── GIVEN DATA

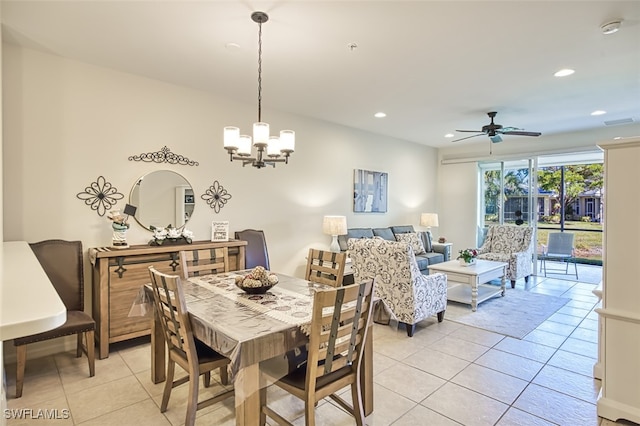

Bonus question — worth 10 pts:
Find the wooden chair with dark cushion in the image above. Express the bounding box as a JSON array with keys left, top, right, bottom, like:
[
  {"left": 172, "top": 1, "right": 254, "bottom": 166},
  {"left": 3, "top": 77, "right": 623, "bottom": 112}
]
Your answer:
[
  {"left": 13, "top": 240, "right": 95, "bottom": 398},
  {"left": 148, "top": 266, "right": 234, "bottom": 426},
  {"left": 305, "top": 248, "right": 347, "bottom": 287},
  {"left": 234, "top": 229, "right": 270, "bottom": 270},
  {"left": 179, "top": 247, "right": 229, "bottom": 279},
  {"left": 259, "top": 280, "right": 375, "bottom": 426}
]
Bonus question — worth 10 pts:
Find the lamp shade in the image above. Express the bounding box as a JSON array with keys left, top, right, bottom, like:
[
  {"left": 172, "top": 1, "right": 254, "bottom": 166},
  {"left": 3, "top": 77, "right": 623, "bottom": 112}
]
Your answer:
[
  {"left": 322, "top": 215, "right": 347, "bottom": 236},
  {"left": 420, "top": 213, "right": 439, "bottom": 227}
]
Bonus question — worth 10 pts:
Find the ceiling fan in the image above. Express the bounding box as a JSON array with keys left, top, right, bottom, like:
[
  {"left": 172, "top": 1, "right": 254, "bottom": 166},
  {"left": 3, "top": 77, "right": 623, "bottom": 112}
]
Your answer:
[{"left": 452, "top": 111, "right": 542, "bottom": 143}]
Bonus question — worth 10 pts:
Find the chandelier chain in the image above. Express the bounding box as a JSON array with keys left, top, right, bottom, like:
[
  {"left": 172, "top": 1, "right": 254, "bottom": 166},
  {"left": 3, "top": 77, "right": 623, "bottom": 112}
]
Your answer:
[{"left": 257, "top": 20, "right": 262, "bottom": 123}]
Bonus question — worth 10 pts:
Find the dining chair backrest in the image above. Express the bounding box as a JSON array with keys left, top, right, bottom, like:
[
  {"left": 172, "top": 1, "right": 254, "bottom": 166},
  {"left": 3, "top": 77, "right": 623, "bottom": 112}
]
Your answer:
[
  {"left": 179, "top": 247, "right": 229, "bottom": 279},
  {"left": 234, "top": 229, "right": 270, "bottom": 270},
  {"left": 30, "top": 239, "right": 84, "bottom": 311},
  {"left": 148, "top": 266, "right": 197, "bottom": 366},
  {"left": 305, "top": 248, "right": 347, "bottom": 287},
  {"left": 547, "top": 232, "right": 575, "bottom": 257}
]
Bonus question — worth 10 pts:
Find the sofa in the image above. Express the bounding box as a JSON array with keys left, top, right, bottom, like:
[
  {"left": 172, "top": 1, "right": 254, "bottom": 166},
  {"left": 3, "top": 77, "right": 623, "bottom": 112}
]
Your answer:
[
  {"left": 476, "top": 224, "right": 534, "bottom": 288},
  {"left": 348, "top": 238, "right": 448, "bottom": 337},
  {"left": 337, "top": 225, "right": 445, "bottom": 274}
]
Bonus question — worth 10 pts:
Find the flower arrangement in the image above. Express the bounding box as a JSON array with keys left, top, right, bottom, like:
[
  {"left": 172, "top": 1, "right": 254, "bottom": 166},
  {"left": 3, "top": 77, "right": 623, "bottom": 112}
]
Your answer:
[
  {"left": 457, "top": 248, "right": 478, "bottom": 263},
  {"left": 149, "top": 224, "right": 193, "bottom": 246}
]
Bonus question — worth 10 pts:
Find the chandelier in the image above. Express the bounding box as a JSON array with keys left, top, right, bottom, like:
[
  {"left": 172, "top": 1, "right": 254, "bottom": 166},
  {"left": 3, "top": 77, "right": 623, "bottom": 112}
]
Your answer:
[{"left": 223, "top": 11, "right": 295, "bottom": 169}]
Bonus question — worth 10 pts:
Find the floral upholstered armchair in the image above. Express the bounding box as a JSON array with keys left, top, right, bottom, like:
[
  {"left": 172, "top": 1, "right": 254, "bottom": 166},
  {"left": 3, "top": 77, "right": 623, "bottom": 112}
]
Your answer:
[
  {"left": 476, "top": 224, "right": 534, "bottom": 288},
  {"left": 348, "top": 238, "right": 447, "bottom": 337}
]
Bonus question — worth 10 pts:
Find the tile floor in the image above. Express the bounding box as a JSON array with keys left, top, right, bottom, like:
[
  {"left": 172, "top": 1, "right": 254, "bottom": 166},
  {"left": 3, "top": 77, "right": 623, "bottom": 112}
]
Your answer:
[{"left": 4, "top": 264, "right": 639, "bottom": 425}]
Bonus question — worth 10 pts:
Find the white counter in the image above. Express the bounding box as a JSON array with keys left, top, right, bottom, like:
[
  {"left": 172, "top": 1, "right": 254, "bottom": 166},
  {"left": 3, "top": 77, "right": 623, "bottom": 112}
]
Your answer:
[{"left": 0, "top": 241, "right": 66, "bottom": 341}]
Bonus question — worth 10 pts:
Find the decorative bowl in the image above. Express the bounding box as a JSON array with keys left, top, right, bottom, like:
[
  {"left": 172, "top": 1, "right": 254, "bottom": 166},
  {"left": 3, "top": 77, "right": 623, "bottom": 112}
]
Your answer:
[
  {"left": 235, "top": 282, "right": 276, "bottom": 294},
  {"left": 234, "top": 266, "right": 279, "bottom": 294}
]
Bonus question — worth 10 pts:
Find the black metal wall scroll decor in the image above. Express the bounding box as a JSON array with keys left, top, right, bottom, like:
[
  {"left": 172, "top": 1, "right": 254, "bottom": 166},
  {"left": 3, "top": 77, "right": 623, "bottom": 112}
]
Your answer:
[
  {"left": 201, "top": 181, "right": 232, "bottom": 213},
  {"left": 128, "top": 146, "right": 199, "bottom": 166},
  {"left": 76, "top": 175, "right": 124, "bottom": 217}
]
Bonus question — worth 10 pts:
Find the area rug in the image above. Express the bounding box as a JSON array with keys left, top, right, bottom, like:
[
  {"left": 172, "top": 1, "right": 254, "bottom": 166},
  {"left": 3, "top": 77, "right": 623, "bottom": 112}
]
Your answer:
[{"left": 444, "top": 289, "right": 570, "bottom": 339}]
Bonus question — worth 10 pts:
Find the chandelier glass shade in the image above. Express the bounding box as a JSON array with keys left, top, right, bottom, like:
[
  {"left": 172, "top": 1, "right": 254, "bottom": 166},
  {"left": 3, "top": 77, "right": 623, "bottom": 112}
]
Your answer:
[{"left": 223, "top": 11, "right": 295, "bottom": 169}]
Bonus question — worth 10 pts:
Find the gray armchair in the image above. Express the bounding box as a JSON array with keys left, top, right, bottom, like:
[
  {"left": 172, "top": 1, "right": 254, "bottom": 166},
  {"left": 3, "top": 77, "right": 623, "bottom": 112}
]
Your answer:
[{"left": 476, "top": 224, "right": 534, "bottom": 288}]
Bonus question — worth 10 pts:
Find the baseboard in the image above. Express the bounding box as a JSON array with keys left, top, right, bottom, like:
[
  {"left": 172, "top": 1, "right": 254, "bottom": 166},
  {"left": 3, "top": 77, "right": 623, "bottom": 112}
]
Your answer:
[
  {"left": 593, "top": 361, "right": 603, "bottom": 380},
  {"left": 598, "top": 396, "right": 640, "bottom": 424}
]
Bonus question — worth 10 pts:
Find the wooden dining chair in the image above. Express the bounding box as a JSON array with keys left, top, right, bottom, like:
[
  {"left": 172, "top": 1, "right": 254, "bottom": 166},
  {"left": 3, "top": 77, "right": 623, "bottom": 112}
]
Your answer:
[
  {"left": 13, "top": 240, "right": 95, "bottom": 398},
  {"left": 305, "top": 248, "right": 347, "bottom": 287},
  {"left": 179, "top": 247, "right": 229, "bottom": 279},
  {"left": 259, "top": 279, "right": 375, "bottom": 426},
  {"left": 148, "top": 267, "right": 234, "bottom": 426}
]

────

→ EXERCISE GOAL
List all lines in the material containing the string "armchair".

→ TASK RESPONSE
Find the floral upholstered armchair in the image above. Express the bounding box as a JSON array with keys left, top, right, bottom, like:
Find the gray armchair in the image above. Express the bounding box as a JSON array with keys left, top, right, bottom, like:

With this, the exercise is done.